BEGIN STUDY TEXT

Interview: Ahmed Osman Ali

How have the BCD’s intervention plans helped improve the country’s economic indicators?

AHMED OSMAN ALI: The priority of the BCD’s interventions is to preserve the integrity of Djibouti’s monetary system, which dates back to 1949. Our currency board regime is bound by strict rules, issuing a freely convertible and stable currency pegged to the US dollar. Accordingly, the Djibouti franc continues to secure the nation’s robust macroeconomic performance and, in particular, help curb inflation. The characteristics of our monetary system, which prohibits any financing by the BCD of budget deficits, have always made it possible to contain inflation of internal origin. Indeed, that has remained below 3% on average over a long period, dispelling fears over price instability among economic stakeholders.

Conversely, the global economy is grappling with a plethora of headwinds, from the pandemic and the Russia-Ukraine conflict to climate change. These have resulted in supply chain disruptions, mounting inflation and a tightening of monetary policy. The Djiboutian economy has nevertheless remained resilient, recording growth of 2.5% in 2022, a figure set to reach 4% in 2023 and average 5.3% over the 2024 -26 period. Inflation, however, reached 6% at the end of 2022, compared to 2.5% at the end of 2021. The authorities have implemented strategic measures to contain inflationary pressures and mitigate their impact on the population. These include tax reductions on basic necessities, the strengthening of strategic stocks and price controls. To accelerate the economic recovery, the BCD is pursuing reforms to fuel the country’s growth sustainably and consolidate the expansion of the financial sector. Which key actions have been taken to enhance the resilience of the banking sector?

ALI: The banking sector has undergone significant change in recent years due to the presence of new entrants and the diversification of financial activities. To support this robust expansion, the BCD has implemented major reforms to strengthen the capitalisation of banks. Accordingly, regulations governing the liquidity ratio, as well as the treatment of non-performing loans (NPLs) and their provisioning, have been revised. The new liquidity rule, for example, requires banks to have high-quality, unencumbered liquid assets to cover their needs. Meanwhile, revised regulations regarding NPLs have significantly reduced the number of outstanding loans.

END STUDY TEXT
BEGIN RECORD EXCERPTS

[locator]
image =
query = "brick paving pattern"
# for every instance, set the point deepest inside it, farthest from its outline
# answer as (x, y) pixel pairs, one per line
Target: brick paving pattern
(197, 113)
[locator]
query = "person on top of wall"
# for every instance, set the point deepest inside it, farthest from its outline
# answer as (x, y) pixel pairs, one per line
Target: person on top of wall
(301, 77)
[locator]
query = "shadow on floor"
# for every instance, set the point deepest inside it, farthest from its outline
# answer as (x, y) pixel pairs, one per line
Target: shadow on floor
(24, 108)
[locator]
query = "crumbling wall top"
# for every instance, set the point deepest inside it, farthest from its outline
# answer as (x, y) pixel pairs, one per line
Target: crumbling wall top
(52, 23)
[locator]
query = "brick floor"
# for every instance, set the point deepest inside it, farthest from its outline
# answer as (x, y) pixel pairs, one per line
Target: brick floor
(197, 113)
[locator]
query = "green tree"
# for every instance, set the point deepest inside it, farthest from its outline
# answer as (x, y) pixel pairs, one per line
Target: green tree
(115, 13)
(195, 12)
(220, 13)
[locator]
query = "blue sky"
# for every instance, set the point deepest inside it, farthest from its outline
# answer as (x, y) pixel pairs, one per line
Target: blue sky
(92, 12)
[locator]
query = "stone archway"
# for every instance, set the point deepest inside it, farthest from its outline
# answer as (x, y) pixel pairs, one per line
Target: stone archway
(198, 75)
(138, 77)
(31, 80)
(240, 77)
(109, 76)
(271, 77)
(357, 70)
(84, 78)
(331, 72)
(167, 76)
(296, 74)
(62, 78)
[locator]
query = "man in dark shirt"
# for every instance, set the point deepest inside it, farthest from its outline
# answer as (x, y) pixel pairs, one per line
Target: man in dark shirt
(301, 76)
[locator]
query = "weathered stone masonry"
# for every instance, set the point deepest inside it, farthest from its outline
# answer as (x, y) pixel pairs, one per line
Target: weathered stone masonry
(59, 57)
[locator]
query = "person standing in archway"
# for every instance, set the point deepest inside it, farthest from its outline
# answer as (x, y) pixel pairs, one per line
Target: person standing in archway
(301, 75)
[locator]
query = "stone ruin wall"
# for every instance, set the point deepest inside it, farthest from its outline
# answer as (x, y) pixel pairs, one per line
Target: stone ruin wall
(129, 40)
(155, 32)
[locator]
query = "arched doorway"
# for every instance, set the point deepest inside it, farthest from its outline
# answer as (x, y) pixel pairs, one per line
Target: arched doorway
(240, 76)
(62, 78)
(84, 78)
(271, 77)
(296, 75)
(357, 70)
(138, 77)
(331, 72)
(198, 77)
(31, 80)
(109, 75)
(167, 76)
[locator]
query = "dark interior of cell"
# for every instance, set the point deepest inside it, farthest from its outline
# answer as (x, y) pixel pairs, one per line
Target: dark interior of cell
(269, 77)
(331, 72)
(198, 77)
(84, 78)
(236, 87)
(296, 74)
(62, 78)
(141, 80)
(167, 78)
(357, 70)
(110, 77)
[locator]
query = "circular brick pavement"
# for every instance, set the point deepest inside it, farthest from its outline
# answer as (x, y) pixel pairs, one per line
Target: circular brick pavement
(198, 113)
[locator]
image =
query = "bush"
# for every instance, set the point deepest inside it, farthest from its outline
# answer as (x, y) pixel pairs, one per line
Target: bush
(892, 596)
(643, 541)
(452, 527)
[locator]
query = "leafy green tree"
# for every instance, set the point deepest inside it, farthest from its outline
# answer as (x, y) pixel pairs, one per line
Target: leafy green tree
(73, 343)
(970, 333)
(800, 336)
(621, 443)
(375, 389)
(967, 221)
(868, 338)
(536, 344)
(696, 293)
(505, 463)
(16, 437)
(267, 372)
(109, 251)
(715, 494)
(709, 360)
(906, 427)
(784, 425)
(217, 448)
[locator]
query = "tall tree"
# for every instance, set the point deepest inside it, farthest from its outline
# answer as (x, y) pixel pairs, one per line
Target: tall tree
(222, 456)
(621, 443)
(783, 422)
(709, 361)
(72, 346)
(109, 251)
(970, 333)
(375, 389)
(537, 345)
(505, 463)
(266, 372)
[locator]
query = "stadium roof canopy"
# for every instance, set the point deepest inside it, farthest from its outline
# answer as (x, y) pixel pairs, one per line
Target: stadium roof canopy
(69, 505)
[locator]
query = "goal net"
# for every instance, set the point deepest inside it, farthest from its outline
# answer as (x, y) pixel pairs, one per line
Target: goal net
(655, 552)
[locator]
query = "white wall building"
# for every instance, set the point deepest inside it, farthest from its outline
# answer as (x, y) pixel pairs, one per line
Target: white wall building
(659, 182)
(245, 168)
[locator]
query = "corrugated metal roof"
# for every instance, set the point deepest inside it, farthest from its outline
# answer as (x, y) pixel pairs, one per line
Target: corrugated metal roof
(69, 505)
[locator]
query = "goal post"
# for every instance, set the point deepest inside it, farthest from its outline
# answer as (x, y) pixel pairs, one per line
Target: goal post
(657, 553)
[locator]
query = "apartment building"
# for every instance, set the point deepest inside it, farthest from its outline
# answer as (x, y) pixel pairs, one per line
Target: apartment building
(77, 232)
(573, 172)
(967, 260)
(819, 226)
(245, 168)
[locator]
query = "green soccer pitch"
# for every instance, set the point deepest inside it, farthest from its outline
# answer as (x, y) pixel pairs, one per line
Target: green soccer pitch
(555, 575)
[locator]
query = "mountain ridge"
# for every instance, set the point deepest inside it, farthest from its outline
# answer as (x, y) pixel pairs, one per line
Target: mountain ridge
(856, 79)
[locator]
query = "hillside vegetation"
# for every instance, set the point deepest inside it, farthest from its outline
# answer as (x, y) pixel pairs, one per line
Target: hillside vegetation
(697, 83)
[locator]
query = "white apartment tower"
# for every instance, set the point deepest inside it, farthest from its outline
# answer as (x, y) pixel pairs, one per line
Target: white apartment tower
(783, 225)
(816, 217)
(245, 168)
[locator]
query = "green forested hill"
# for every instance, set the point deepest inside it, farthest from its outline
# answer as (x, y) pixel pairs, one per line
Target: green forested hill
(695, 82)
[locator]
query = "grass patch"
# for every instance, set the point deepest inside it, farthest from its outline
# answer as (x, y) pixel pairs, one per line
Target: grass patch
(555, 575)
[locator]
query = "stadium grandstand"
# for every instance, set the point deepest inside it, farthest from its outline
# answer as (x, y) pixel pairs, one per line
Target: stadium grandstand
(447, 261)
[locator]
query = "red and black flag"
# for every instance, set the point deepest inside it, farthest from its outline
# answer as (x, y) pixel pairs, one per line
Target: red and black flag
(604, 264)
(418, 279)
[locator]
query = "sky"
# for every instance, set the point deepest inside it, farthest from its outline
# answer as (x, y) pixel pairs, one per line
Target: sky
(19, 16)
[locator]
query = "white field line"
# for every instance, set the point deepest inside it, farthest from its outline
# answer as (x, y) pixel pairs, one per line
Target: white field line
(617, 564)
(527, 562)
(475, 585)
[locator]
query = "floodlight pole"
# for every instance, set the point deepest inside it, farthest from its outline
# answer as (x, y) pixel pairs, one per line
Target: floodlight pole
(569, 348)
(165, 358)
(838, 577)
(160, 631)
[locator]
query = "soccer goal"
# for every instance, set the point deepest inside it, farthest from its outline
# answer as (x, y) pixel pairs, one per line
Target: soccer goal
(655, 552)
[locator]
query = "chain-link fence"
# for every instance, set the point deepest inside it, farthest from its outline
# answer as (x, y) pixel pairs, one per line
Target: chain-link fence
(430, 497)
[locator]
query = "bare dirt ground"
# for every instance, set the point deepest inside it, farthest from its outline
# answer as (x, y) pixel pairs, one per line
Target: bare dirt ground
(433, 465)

END RECORD EXCERPTS

◆ **INSTRUCTIONS**:
(A) In the interview on Djibouti's economy, what level did inflation reach at the end of 2022?
(B) Carry the interview on Djibouti's economy forward from its last line.

◆ **ANSWERS TO THE EXERCISES**:
(A) 6%

(B)
What are the main developments underpinning the growth of digital banking?

ALI: The adoption of a new legal framework on digital payments and the modernisation of financial infrastructure has attracted new players to the market and deepened the pool of digital financial services. Among the key growth drivers of this trend is banks’ embrace of technology for activities such as account management, and online and mobile payments, in parallel with its use in their traditional activities. Another factor is the market entry of new electronic money issuers approved by the BCD.

To support digital transformation and promote a robust financial technology (fintech) ecosystem, the BCD will continue modernising the sector’s financial infrastructure, including through the upcoming implementation of an electronic payment switch to integrate networks, as well as various players such as banks, electronic money issuers and fintech entities.

An important challenge related to fostering a mature digital financial market is ensuring that our legal and regulatory framework is carefully calibrated to keep pace with evolving fintech. To that end, the recent establishment of a designated ministry in charge of the digital economy and innovation portfolio reflects the government’s commitment to facilitate the country’s continued digital transformation.